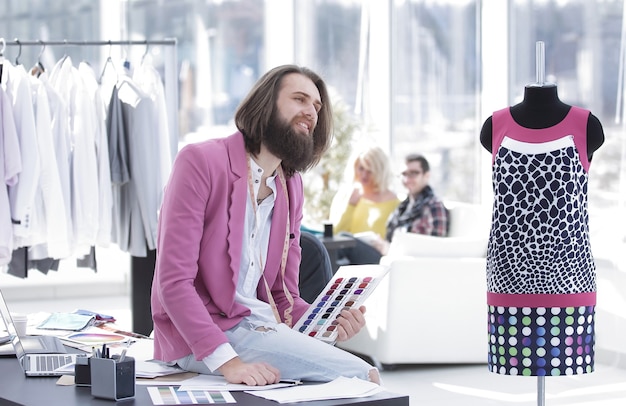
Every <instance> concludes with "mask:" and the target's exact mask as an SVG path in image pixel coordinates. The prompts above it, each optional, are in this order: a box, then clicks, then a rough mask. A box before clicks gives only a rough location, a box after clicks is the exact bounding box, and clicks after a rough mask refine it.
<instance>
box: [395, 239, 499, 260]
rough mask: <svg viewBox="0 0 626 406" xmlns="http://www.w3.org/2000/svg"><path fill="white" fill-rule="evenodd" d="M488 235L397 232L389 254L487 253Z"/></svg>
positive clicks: (480, 255)
mask: <svg viewBox="0 0 626 406" xmlns="http://www.w3.org/2000/svg"><path fill="white" fill-rule="evenodd" d="M488 240H489V236H488V235H481V236H476V237H469V236H463V237H434V236H430V235H422V234H415V233H396V234H395V235H394V237H393V241H392V242H391V244H389V251H388V252H387V256H390V257H395V256H414V257H436V258H441V257H455V258H459V257H474V258H484V257H485V256H486V254H487V243H488Z"/></svg>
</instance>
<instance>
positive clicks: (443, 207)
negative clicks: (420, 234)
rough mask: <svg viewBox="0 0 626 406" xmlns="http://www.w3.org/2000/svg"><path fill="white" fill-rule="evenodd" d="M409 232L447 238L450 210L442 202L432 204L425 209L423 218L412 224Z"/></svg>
mask: <svg viewBox="0 0 626 406" xmlns="http://www.w3.org/2000/svg"><path fill="white" fill-rule="evenodd" d="M409 231H410V232H412V233H416V234H426V235H435V236H439V237H445V236H447V235H448V210H447V209H446V208H445V207H444V205H443V203H441V201H439V200H436V201H433V202H432V204H430V205H428V206H425V207H424V210H423V211H422V216H421V217H419V218H417V219H416V220H415V221H413V223H411V227H410V228H409Z"/></svg>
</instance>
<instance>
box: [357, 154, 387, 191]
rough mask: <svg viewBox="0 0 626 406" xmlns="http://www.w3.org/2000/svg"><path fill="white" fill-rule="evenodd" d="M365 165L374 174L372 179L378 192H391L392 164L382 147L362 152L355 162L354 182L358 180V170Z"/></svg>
mask: <svg viewBox="0 0 626 406" xmlns="http://www.w3.org/2000/svg"><path fill="white" fill-rule="evenodd" d="M359 165H363V167H364V168H365V169H367V170H368V171H370V172H371V173H372V179H373V181H374V186H375V188H376V190H377V191H379V192H381V191H386V190H389V188H390V186H391V182H392V171H391V162H390V161H389V157H388V156H387V154H386V153H385V151H383V150H382V148H380V147H376V146H373V147H370V148H368V149H366V150H364V151H363V152H361V153H360V154H359V155H358V156H357V157H356V159H355V160H354V180H357V176H356V174H357V168H358V167H359Z"/></svg>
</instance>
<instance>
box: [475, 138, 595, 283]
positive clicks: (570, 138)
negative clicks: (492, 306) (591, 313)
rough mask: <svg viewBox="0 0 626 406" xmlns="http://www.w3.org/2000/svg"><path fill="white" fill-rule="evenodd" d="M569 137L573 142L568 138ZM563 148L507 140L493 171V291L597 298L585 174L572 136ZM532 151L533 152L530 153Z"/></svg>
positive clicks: (501, 146)
mask: <svg viewBox="0 0 626 406" xmlns="http://www.w3.org/2000/svg"><path fill="white" fill-rule="evenodd" d="M566 138H567V139H566ZM566 138H563V139H562V142H560V143H559V145H558V147H556V149H552V148H555V145H554V143H546V144H547V145H546V147H545V148H547V150H545V151H540V152H537V149H538V148H541V146H540V145H539V146H538V145H537V144H529V143H524V142H520V141H514V140H510V139H508V140H507V138H506V137H505V141H503V143H502V145H501V147H500V148H499V150H498V153H497V156H496V159H495V162H494V165H493V179H492V180H493V188H494V205H493V217H492V227H491V234H490V239H489V246H488V251H487V283H488V290H489V291H490V292H496V293H506V294H570V293H580V292H595V290H596V278H595V265H594V261H593V257H592V254H591V249H590V246H589V232H588V214H587V179H588V178H587V173H586V172H585V170H584V169H583V167H582V165H581V163H580V159H579V157H578V152H577V151H576V147H575V145H574V142H573V140H572V139H571V137H566ZM529 150H530V151H532V152H528V151H529Z"/></svg>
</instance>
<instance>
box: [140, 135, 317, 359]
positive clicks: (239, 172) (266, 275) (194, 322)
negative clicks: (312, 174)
mask: <svg viewBox="0 0 626 406" xmlns="http://www.w3.org/2000/svg"><path fill="white" fill-rule="evenodd" d="M276 186H277V193H276V196H277V197H276V201H275V206H274V213H273V216H272V231H271V233H270V240H269V251H268V256H267V261H266V265H265V273H264V274H265V277H266V279H267V282H268V284H269V285H270V288H271V290H272V295H273V296H274V300H275V301H276V305H277V307H278V310H279V313H280V314H281V317H282V315H283V312H284V311H285V309H286V308H287V307H288V305H289V303H288V301H287V298H286V296H285V293H284V291H283V285H282V278H281V276H280V261H281V256H282V250H283V244H284V238H285V234H284V231H285V227H286V221H287V217H286V216H287V213H289V217H290V240H289V251H288V259H287V267H286V273H285V282H286V285H287V288H288V289H289V291H290V292H291V294H292V296H293V298H294V301H295V303H294V309H293V312H292V315H293V320H294V323H295V321H296V320H298V319H299V318H300V317H301V316H302V314H303V313H304V312H305V311H306V309H307V308H308V306H309V305H308V304H307V303H306V302H305V301H304V300H303V299H301V298H300V294H299V290H298V275H299V268H300V223H301V221H302V203H303V189H302V178H301V177H300V175H299V174H295V175H294V176H292V177H291V178H288V179H287V189H288V195H289V207H287V205H286V204H285V199H284V198H282V196H284V194H283V191H282V186H281V184H280V182H276ZM247 193H248V173H247V162H246V150H245V146H244V140H243V135H242V134H241V133H239V132H237V133H235V134H233V135H231V136H229V137H227V138H220V139H212V140H208V141H204V142H201V143H197V144H191V145H187V146H185V147H184V148H183V149H181V151H180V152H179V153H178V155H177V157H176V160H175V161H174V165H173V168H172V173H171V175H170V179H169V182H168V185H167V186H166V189H165V196H164V199H163V204H162V207H161V211H160V214H159V229H158V239H157V257H156V267H155V273H154V280H153V283H152V298H151V304H152V319H153V321H154V357H155V359H159V360H163V361H173V360H175V359H178V358H181V357H183V356H186V355H188V354H190V353H192V352H193V354H194V355H195V357H196V359H198V360H200V359H203V358H204V357H206V356H207V355H210V354H211V353H212V352H213V351H215V349H216V348H217V347H218V346H219V345H220V344H222V343H226V342H228V340H227V338H226V335H225V334H224V332H223V331H224V330H227V329H229V328H231V327H233V326H235V325H236V324H237V323H239V322H240V321H241V319H242V318H243V317H244V316H246V315H248V314H250V310H249V309H248V308H247V307H244V306H241V305H239V304H237V303H235V289H236V286H237V278H238V275H239V264H240V262H241V250H242V242H243V239H244V236H243V219H244V217H245V210H246V200H247V199H248V195H247ZM263 286H264V285H263V284H262V283H260V284H259V288H258V289H257V294H258V297H259V298H260V299H261V300H264V301H267V294H266V291H265V288H264V287H263Z"/></svg>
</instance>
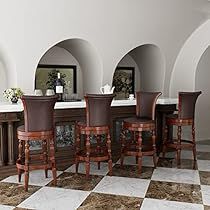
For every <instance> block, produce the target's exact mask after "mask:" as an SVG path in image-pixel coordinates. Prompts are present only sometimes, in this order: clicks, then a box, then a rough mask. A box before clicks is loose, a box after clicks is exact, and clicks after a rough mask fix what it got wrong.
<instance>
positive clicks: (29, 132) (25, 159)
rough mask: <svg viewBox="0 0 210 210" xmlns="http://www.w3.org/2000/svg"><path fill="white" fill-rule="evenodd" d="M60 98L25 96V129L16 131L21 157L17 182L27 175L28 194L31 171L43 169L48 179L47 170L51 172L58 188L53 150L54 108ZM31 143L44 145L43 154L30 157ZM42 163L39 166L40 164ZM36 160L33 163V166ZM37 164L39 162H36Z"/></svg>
+===+
An exact transcription of the records above is needed, with no pictures included.

*Reply to the task:*
Every <instance> concludes with "mask:" and the target's exact mask as an SVG path in image pixel coordinates. The prompts above it, each optional, are in this order: a box, then clicks, then a rough mask. A box before clicks gives only a rough location, a box after clicks is the exact bounding box, and clicks after a rough mask refine it.
<instance>
box: [395, 239, 499, 260]
rough mask: <svg viewBox="0 0 626 406" xmlns="http://www.w3.org/2000/svg"><path fill="white" fill-rule="evenodd" d="M488 235L397 232L389 254L487 253Z"/></svg>
positive clicks: (480, 255)
mask: <svg viewBox="0 0 626 406" xmlns="http://www.w3.org/2000/svg"><path fill="white" fill-rule="evenodd" d="M488 240H489V236H488V235H481V236H476V237H469V236H463V237H434V236H430V235H422V234H415V233H396V234H395V235H394V237H393V241H392V242H391V244H389V251H388V252H387V256H390V257H395V256H414V257H436V258H441V257H455V258H459V257H474V258H484V257H485V256H486V254H487V243H488Z"/></svg>
</instance>
<instance>
positive clicks: (443, 207)
negative clicks: (420, 234)
rough mask: <svg viewBox="0 0 626 406" xmlns="http://www.w3.org/2000/svg"><path fill="white" fill-rule="evenodd" d="M409 232L447 238L450 210L442 202L432 204L425 209L423 218L412 224Z"/></svg>
mask: <svg viewBox="0 0 626 406" xmlns="http://www.w3.org/2000/svg"><path fill="white" fill-rule="evenodd" d="M409 231H410V232H412V233H416V234H426V235H435V236H439V237H445V236H447V235H448V210H447V209H446V208H445V207H444V205H443V203H441V201H439V200H436V201H433V202H432V204H430V205H428V206H425V207H424V210H423V211H422V216H421V217H419V218H417V219H416V220H415V221H413V223H411V227H410V228H409Z"/></svg>
</instance>
<instance>
box: [357, 154, 387, 191]
rough mask: <svg viewBox="0 0 626 406" xmlns="http://www.w3.org/2000/svg"><path fill="white" fill-rule="evenodd" d="M365 165L374 174L372 179L378 192H391L392 164L382 147L362 152L355 162L354 182L358 180V170Z"/></svg>
mask: <svg viewBox="0 0 626 406" xmlns="http://www.w3.org/2000/svg"><path fill="white" fill-rule="evenodd" d="M359 165H363V167H364V168H365V169H367V170H368V171H370V172H371V173H372V179H373V181H374V186H375V188H376V190H377V191H379V192H381V191H386V190H389V188H390V186H391V182H392V171H391V162H390V161H389V157H388V156H387V154H386V153H385V151H383V150H382V148H380V147H376V146H373V147H370V148H368V149H366V150H364V151H363V152H361V153H360V154H359V155H358V156H357V157H356V159H355V160H354V180H357V176H356V174H357V168H358V167H359Z"/></svg>
</instance>
<instance>
box: [475, 138, 595, 283]
positive clicks: (570, 138)
negative clicks: (492, 306) (591, 313)
rough mask: <svg viewBox="0 0 626 406" xmlns="http://www.w3.org/2000/svg"><path fill="white" fill-rule="evenodd" d="M569 137L573 142L568 138ZM563 148L507 140L493 171V291L597 298L585 174L572 136ZM532 151L533 152L530 153Z"/></svg>
positive clicks: (501, 146)
mask: <svg viewBox="0 0 626 406" xmlns="http://www.w3.org/2000/svg"><path fill="white" fill-rule="evenodd" d="M566 138H567V139H566ZM566 138H563V139H562V142H560V143H559V145H558V147H556V149H552V148H555V145H554V143H546V144H547V145H546V147H545V148H547V150H545V151H540V152H537V149H538V148H541V146H540V145H539V146H538V145H537V144H529V143H524V142H520V141H514V140H510V139H508V140H507V138H506V137H505V141H503V143H502V145H501V147H500V148H499V150H498V153H497V156H496V159H495V162H494V165H493V179H492V180H493V188H494V205H493V217H492V227H491V234H490V239H489V246H488V251H487V283H488V290H489V291H490V292H496V293H506V294H570V293H580V292H595V290H596V278H595V265H594V261H593V257H592V254H591V249H590V246H589V232H588V214H587V179H588V178H587V173H586V172H585V170H584V169H583V167H582V165H581V163H580V159H579V157H578V152H577V151H576V147H575V145H574V142H573V140H572V139H571V137H566ZM529 150H530V151H532V152H528V151H529Z"/></svg>
</instance>
<instance>
box: [140, 135, 317, 359]
positive clicks: (239, 172) (266, 275) (194, 322)
negative clicks: (312, 174)
mask: <svg viewBox="0 0 626 406" xmlns="http://www.w3.org/2000/svg"><path fill="white" fill-rule="evenodd" d="M276 186H277V193H276V196H277V197H276V201H275V206H274V213H273V216H272V231H271V233H270V240H269V251H268V256H267V261H266V265H265V273H264V274H265V277H266V279H267V282H268V284H269V285H270V288H271V290H272V295H273V296H274V300H275V301H276V305H277V307H278V310H279V313H280V314H281V317H282V315H283V312H284V311H285V309H286V308H287V307H288V305H289V303H288V301H287V298H286V296H285V293H284V291H283V285H282V278H281V276H280V261H281V256H282V250H283V244H284V238H285V234H284V231H285V227H286V221H287V217H286V216H287V213H289V217H290V240H289V251H288V259H287V267H286V273H285V282H286V285H287V288H288V289H289V291H290V292H291V294H292V296H293V298H294V301H295V303H294V309H293V312H292V315H293V320H294V323H295V321H296V320H298V319H299V318H300V317H301V316H302V314H303V313H304V312H305V311H306V309H307V308H308V306H309V305H308V304H307V303H306V302H305V301H304V300H303V299H301V298H300V294H299V290H298V275H299V268H300V223H301V221H302V203H303V189H302V178H301V177H300V175H299V174H295V175H294V176H292V177H291V178H288V179H287V189H288V195H289V207H287V205H286V204H285V199H284V198H282V196H284V194H283V191H282V186H281V184H280V182H276ZM247 193H248V173H247V162H246V150H245V146H244V140H243V135H242V134H241V133H239V132H237V133H235V134H233V135H231V136H229V137H227V138H220V139H212V140H208V141H204V142H201V143H197V144H191V145H187V146H185V147H184V148H183V149H181V151H180V152H179V153H178V155H177V157H176V160H175V161H174V165H173V168H172V173H171V175H170V179H169V182H168V185H167V186H166V189H165V196H164V199H163V204H162V207H161V211H160V214H159V229H158V239H157V257H156V267H155V273H154V280H153V283H152V298H151V304H152V319H153V321H154V357H155V359H159V360H163V361H173V360H175V359H178V358H181V357H183V356H186V355H188V354H190V353H192V352H193V354H194V355H195V357H196V359H198V360H200V359H203V358H204V357H206V356H207V355H210V354H211V353H212V352H213V351H215V349H216V348H217V347H218V346H219V345H220V344H222V343H226V342H228V340H227V338H226V335H225V334H224V332H223V331H224V330H227V329H229V328H231V327H233V326H235V325H236V324H237V323H239V322H240V321H241V319H242V318H243V317H244V316H246V315H248V314H250V310H249V309H248V308H247V307H244V306H241V305H239V304H237V303H235V289H236V286H237V278H238V275H239V264H240V262H241V250H242V242H243V239H244V236H243V219H244V217H245V210H246V200H247V199H248V195H247ZM263 286H264V285H263V284H262V283H260V284H259V288H258V289H257V294H258V297H259V298H260V299H261V300H264V301H267V294H266V291H265V288H264V287H263Z"/></svg>
</instance>
For every <instance> block, produce the target's exact mask after "mask:" as an SVG path in image-pixel coordinates. Prompts are present only sometimes, in this order: clicks, then a box, then a rough mask. A box before clicks is loose, a box after clicks is exact, and clicks after a rough mask fix what it got wrong.
<instance>
positive clicks: (29, 132) (25, 159)
rough mask: <svg viewBox="0 0 210 210" xmlns="http://www.w3.org/2000/svg"><path fill="white" fill-rule="evenodd" d="M60 98L25 96V129L16 131L21 157L17 182L27 175L28 194L31 171L43 169L48 179L47 170L51 172L58 188L53 150L54 108ZM31 143L44 145L43 154L30 157ZM42 163L39 166L40 164ZM36 160L33 163V166ZM37 164L39 162H36Z"/></svg>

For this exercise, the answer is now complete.